- **DÉFI 1**:
Relevez, dans l'extrait consacré aux assises de l'APVF, les thèmes des ateliers mentionnés comme très appréciés cette année.
- **DÉFI 2**:
Prolongez le texte sur les assises de l'APVF et la réforme territoriale au-delà de sa dernière phrase.

··· EXTRAIT ···

Beaucoup d’élus sont fidèles au rendez vous annuel propoé par l’APVF car ces deux jours d’assises se révèlent trés utiles, chacun peut :
- aborder des sujets « pratico pratiques » : échanges, retours d’expérience, recherches de solution … Les ateliers sur les conséquences de la baisse des dotations, la transition énergétique ou la mise en place des rythmes scolaires ont été trés appréciés cette année,
- prendre un peu de hauteur, grâce aux débats de fond proposés apportant des clés de lecture utiles sur les évolutions en cours,
- peser dans les débats institutionnels, afin de faire entendre la voix particulière des petites villes qui n’ont pas la puissance d’autres « lobbys » plus puissants,
Le sujet présent dans tous débats et conversations a bien été celui de la réforme territoriale. Chacun aujourd’hui mesure qu’il vaut mieux vaut réformer un système lorsque tout va bien, à froid, en ayant le temps de bien faire les choses et d’accompagner le mouvement, qu’accomplir cette même réforme à chaud, dans l’urgence de la crise comme aujourd’hui !
La crise budgétaire actuelle fait que tous les robinets se ferment au même moment face à des citoyens de plus en plus en difficulté et désemparé toujours plus.
Un autre paramètre perturbe cette réforme déjà délicate à mener : le manque de consensus et d’unité des divers représentants d’associations de collectivités; le bal des égos est ouvert : Régions, département, Agglomérations, grandes villes … Si officiellement personne ne veut du statut co, chacun veut sortir de cette séquence difficile renforcé, c’est à qui mangera l’autre ! Je souhaite bien du plaisir à Marylise Lebranchu, Ministre en charge de cette réforme qui ne méritait certainement pas un tel sort et ces réactions « corporate » voir corporatistes.
Voici quelques impressions personnelles, pêle mêle, sur deux journées riches en enseignements et en interrogations concernant le devenir de nos collectivités !
Cécile Duflot aprés son discours
Chacun s’accorde à dire qu’il faut clarifier, moderniser l’organisation territoriale, mais campe sur ses positions, une posture impossible à tenir dans le temps. Vu le blocage actuel, la théorie de l’évolution, chère à Darwin va certainement trouver ici un nouveau champ d’expérimentation :
« Les espèces qui survivent ne sont pas les espèces les plus fortes, ni les plus intelligentes, mais celles qui s’adaptent le mieux aux changements. »
Certaines tendances se dessinent cependant peu à peu …
Une certitude cependant s’impose à tous : nos territoires devront s’adapter aux mutations en cours ou disparaître, tant le nouveau monde qui émerge est différent … La résilience devient comme une assurance vie face aux aléas multiples d’aujourd’hui et encore plus de demain : climat, réchauffement planétaire, mondialisation, révolution d’Internet … Les politiques publiques qu’elles soient nationales ou locales, pour être mis en œuvre efficacement doivent se nourrir de ce mouvement et surtout rester dans le tempo.
Ne reste plus qu’à dessiner et mettre en place une nouvelle organisation, qui tienne compte justement des particularités de chaque territoire : forces, faiblesses, contraintes, potentialités … Encore faut il renforcer le principe de solidarité afin que l’égalité des citoyens soit plus qu’un objectif lointain et flou, ou un slogan sans fond mais une réalité concrète et surtout partagée par tous !

··· MATÉRIEL ···

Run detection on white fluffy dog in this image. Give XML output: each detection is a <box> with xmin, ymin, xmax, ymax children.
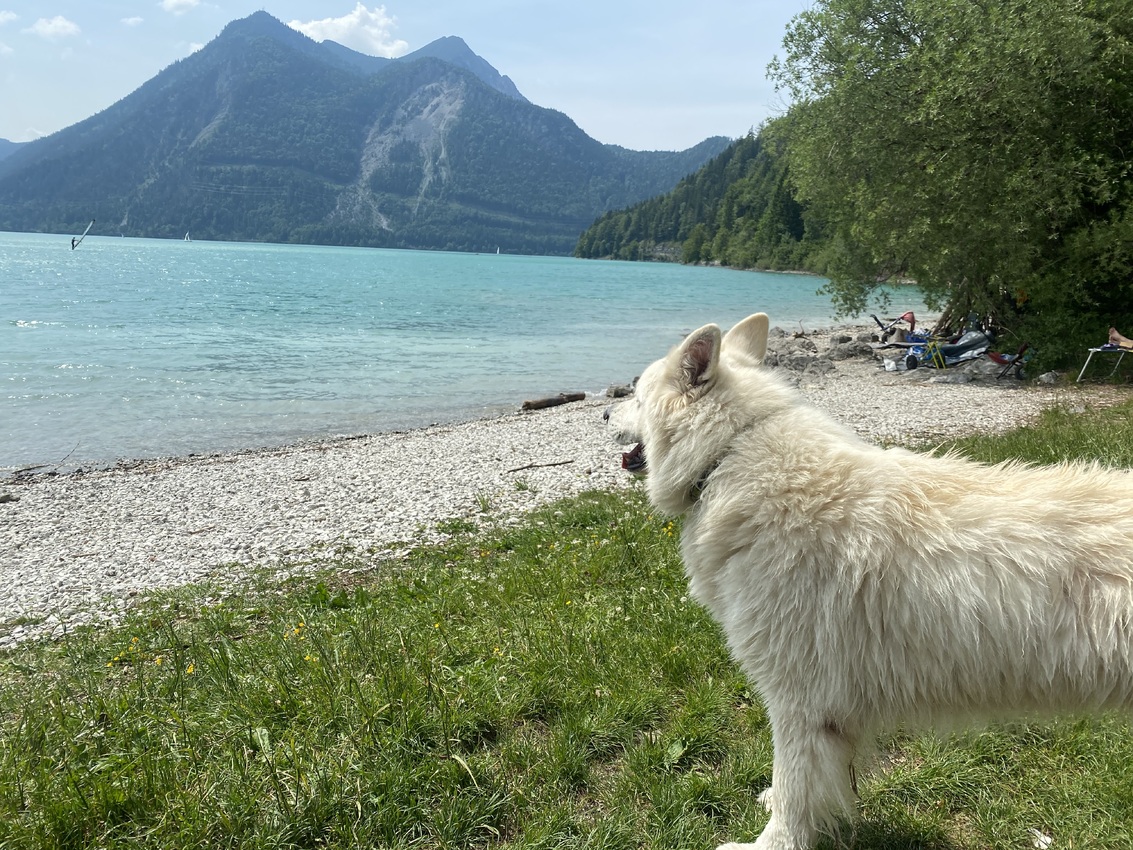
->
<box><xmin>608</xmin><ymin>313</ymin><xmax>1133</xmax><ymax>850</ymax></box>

···

- **RÉPONSE 1**:
- Les conséquences de la baisse des dotations
- La transition énergétique
- La mise en place des rythmes scolaires

- **RÉPONSE 2**:
Les petites villes se retrouvent en effet au cœur de la carte des fragilités et sont en première ligne pour agir et animer des réseaux de solidarité menacés aujourd’hui qui sont autant de digues face aux ravages de la crise. Pourtant, toutes les décisions institutionnelles ou budgétaires de ces dernières années gagent leur capacité d’action et pertrubent la dynamique territoriale portés par les élus, surtout dans le monde rural ou lorsque la commune n’est pas riche !
Autant dire que si les baisses de dotation évoquées se font automatiquement, à l’aveugle, sans tenir compte des ressources de chaque collectivité, elles constituent autant d’épées de Damocles pour les territoires.
Lors d’une table ronde, le représentant national des entreprises des Travaux Publics s’est publiquement inquiété des conséquences des baisses de dotations envisagées par le gouvernement, qui sont pouratn grandement dues à la réforme de la Taxe professionnelle (TP) de Nicolas Sarkozy. Attention à la casse économique !
Rappelons que 72% de l’investissement public provient des collectivités, et que cet investissement est majoritairement pourvoyeur en emploi local. Les collectivités ont déjà été considérablement ébranlées par la réforme de la TP, les transferts de charges non compensés, et dans ce contexte instable, la baisse des dotations risque d’avoir des répercussions sociales et économiques importantes.
L’APVF plaide pour un prélèvement « exceptionnel » (la sémantique est ici importante) et demande que les baisses soient modulés selon les difficultés et ressources de chaque ville, notamment des moins riches, et d’un lissage du repli des dotations sur un ou deux budgets de plus en privilégiant le volet investissement.
« La France ce n’est pas simplement une histoire c’est aussi et surtout une géographie, qui constitue une de ses richesses. C’est bien l’égalité qui met en mouvement notre pays depuis la révolution : égalité des territoires, mais aussi et surtout égalité des citoyens sur leur territoire. »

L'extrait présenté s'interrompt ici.